> **Work instructions**:
1 > Name every title of a show, film, or book that the article about Meghan Markle's podcast mentions.
2 > Answer these from the article about Meghan Markle's podcast:
(a) Which word does the article say "hysteria" comes from?
(b) How does Meghan describe her time as an actress?
(c) Whose album does Meghan compare her wish to feel deeply to?
3 > Pick up the article about Meghan Markle's podcast after its final sentence and keep writing.

[[ Excerpted text, beginning ]]

Freddy Gray
Meghan Markle’s podcast is about the word ‘crazy.’ And it’s barking mad
Things get ‘heavy’ in the latest episode of Archetypes
‘Calling someone crazy or hysterical completely dismisses their experience,’ says Meghan Markle in her strangely throaty professional podcast voice. ‘It minimises what they’re feeling. And you know it doesn’t stop there. It keeps going to the point where anyone who has been labelled it enough times can be gaslit into thinking that they’re actually unwell. Or sometimes worse to the point where real issues of all kinds get ignored. Well that’s not happening today.’
Cue the intro music – ‘I am woman, I am fearless, I am sexy’ etc. – to the latest episode of Archetypes, the Duchess of Sussex’s Spotify series.
‘I feel pretty strongly about this word crazy,’ says Meghan. She does. As usual there are about nine minutes of over-edited blather and loosely connected etymological observations – the word ‘hysteria’ comes from the Greek word ‘womb’, didn’t you know? – before Meghan starts a conversation with one of her guests. First up is the actress Constance Wu, who is famous for playing the lead in Crazy Rich Asians (although the use of the word ‘crazy’ in that context isn’t discussed, which is odd.)
Meghan talks briefly about having been an actress, too – her ‘past life,’ she says twice, in a slightly, er, manic way.
Wu has a memoir out, Making a Scene – ‘we’re taught that ladies don’t make scenes!’ She starts crying as she talks about being sexually abused and trying to end her life. Listeners by now understand why, at the beginning of the show, Meghan said that they should ‘tune out’ if the content gets too much.
Wu berates herself for crying. ‘Why do I still cry about this?’ she says. ‘Because this is part of your healing process!’ interjects Meghan, the wise hen. ‘If you weren’t crying, I would be worried.’
She pivots effortlessly back to herself: ‘I would love to cry this much. But I’m conditioned to still have a different kind of composure.’
‘I want to feel so deeply it’s like an Adele album,’ she adds. Which is an archetypal Archetypes remark.

[[ Excerpted text, end ]]
[[ Data, beginning ]]

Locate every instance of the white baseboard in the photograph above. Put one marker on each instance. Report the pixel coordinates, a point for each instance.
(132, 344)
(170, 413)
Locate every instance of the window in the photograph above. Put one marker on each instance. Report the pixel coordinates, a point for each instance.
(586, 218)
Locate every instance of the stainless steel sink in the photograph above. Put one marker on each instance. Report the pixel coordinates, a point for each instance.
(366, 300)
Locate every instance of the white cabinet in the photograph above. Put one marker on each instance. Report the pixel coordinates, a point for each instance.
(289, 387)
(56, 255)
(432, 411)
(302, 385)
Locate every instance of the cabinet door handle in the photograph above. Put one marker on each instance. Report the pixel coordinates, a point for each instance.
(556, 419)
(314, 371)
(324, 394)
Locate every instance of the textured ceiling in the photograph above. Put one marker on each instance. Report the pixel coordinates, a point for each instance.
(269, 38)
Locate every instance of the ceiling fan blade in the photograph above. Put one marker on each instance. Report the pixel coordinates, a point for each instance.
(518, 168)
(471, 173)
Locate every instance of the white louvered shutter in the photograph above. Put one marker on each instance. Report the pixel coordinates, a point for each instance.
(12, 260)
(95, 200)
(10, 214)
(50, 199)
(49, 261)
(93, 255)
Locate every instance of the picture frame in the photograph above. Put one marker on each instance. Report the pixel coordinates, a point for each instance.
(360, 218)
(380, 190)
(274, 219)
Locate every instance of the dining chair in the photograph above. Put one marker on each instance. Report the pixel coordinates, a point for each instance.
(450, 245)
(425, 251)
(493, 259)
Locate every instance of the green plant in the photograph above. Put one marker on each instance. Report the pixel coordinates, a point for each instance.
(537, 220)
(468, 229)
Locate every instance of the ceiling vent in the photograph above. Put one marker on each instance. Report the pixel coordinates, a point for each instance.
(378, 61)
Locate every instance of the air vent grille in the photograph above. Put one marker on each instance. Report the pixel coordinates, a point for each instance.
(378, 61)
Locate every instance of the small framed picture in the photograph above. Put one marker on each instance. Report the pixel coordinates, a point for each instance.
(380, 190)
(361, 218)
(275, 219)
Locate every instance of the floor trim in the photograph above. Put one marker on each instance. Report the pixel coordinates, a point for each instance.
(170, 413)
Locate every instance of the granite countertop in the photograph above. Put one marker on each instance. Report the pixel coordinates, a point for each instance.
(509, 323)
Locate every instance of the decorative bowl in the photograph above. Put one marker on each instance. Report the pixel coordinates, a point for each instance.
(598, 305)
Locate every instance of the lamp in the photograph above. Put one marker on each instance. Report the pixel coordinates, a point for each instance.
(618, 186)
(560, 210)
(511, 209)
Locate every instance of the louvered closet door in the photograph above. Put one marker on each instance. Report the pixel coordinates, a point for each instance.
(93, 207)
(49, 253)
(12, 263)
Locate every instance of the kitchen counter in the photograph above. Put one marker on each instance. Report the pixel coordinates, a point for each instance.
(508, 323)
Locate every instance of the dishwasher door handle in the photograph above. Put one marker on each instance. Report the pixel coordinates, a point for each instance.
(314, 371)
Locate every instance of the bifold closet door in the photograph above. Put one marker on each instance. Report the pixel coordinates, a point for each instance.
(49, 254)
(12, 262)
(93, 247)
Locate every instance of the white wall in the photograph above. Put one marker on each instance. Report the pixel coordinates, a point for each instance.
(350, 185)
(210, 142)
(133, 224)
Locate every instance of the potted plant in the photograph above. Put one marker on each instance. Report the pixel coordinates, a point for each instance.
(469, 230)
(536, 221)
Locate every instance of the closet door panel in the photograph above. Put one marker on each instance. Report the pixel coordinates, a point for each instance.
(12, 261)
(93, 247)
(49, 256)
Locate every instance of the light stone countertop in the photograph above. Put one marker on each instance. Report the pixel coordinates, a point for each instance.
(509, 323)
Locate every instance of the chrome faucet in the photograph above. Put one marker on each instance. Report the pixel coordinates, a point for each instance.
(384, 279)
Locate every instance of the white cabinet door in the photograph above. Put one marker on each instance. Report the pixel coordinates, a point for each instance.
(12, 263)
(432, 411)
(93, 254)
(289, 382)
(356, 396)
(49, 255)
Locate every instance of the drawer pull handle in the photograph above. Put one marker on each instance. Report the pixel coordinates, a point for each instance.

[[ Data, end ]]

> **Numbered responses**:
1 > Archetypes, Crazy Rich Asians, Making a Scene

2 >
(a) The Greek word for "womb"
(b) As her "past life"
(c) Adele's

3 >
Wu is gently despatched and the conversation moves on to the ‘huge, real problem’ of ‘medical gaslighting’. Meghan brings on an ‘expert, someone who I have tremendous respect for’: Dr Nadine Burke Harris, the former Surgeon General of California. Meghan reveals that Nadine, a friend, once sent her a Christmas present of essential oil from her home which came in a mesh, paper bedding. ‘In the card, she said: “I just want you to know that to make that mesh and that bedding for the gift I shredded tabloids because that’s all they’re good for.”’
Nothing crazy about that! Nadine then explains that women aren’t taken seriously when they report medical symptoms and, worse, they then internalise ‘the societal mistrust of women’s emotions.’ This, says Nadine, ‘leads us to mistrust our own voices.’ Trust is a big theme of the episode.
It’s perhaps facile to point out that the ‘crazy’ Archetypes episode is crazy. But it is. Barking mad, in parts. Meghan’s self-absorption is dizzying. The subtext of every female story ends up actually being Meghan’s own struggles. You just have to listen. Or not, if the subject gets too ‘heavy’ for you.
Meghan’s last guest is Deepika Padukone – who, the Duchess patiently explains, ‘may not be a household name all over the world … [but] she is one of the most famous actresses in all of Bollywood.’
Deepika talks rather candidly about her mental health difficulties only for Meghan to chip in helpfully about herself again: ‘At my worst point, being finally connected to someone that – you know, my husband had found a referral for me to call – and I called this woman. She didn’t even know I was even calling her. And she was checking out at the grocery store. I could hear the little “beep, beep”… and I was like “hi” and introducing myself.’
The podcast sound engineering team at this point add a little supermarket checkout beeping noise in the background, in case the listener cannot imagine this scene of a therapist in a shop being rung by Meghan Markle.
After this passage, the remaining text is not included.